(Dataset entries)

*** Begin section ***

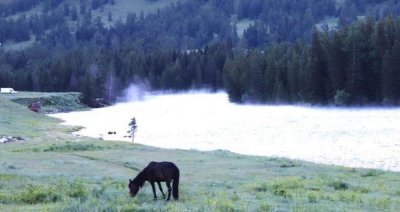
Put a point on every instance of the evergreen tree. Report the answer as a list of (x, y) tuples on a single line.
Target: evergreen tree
[(132, 128), (318, 72)]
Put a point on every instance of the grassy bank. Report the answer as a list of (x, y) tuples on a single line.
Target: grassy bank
[(50, 102), (55, 171)]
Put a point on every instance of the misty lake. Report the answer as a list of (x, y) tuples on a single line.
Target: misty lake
[(366, 137)]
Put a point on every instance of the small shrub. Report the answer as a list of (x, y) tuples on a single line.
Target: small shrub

*** End section ***

TASK DESCRIPTION => Copy exactly. Start at the line containing "Target: misty lake" and continue through the last line of the records.

RESULT OF THIS EXERCISE =>
Target: misty lake
[(366, 137)]
Put a point on every instance of the small shrub. Report the answer as a list of (x, y) tuples on a single line.
Target: small shrub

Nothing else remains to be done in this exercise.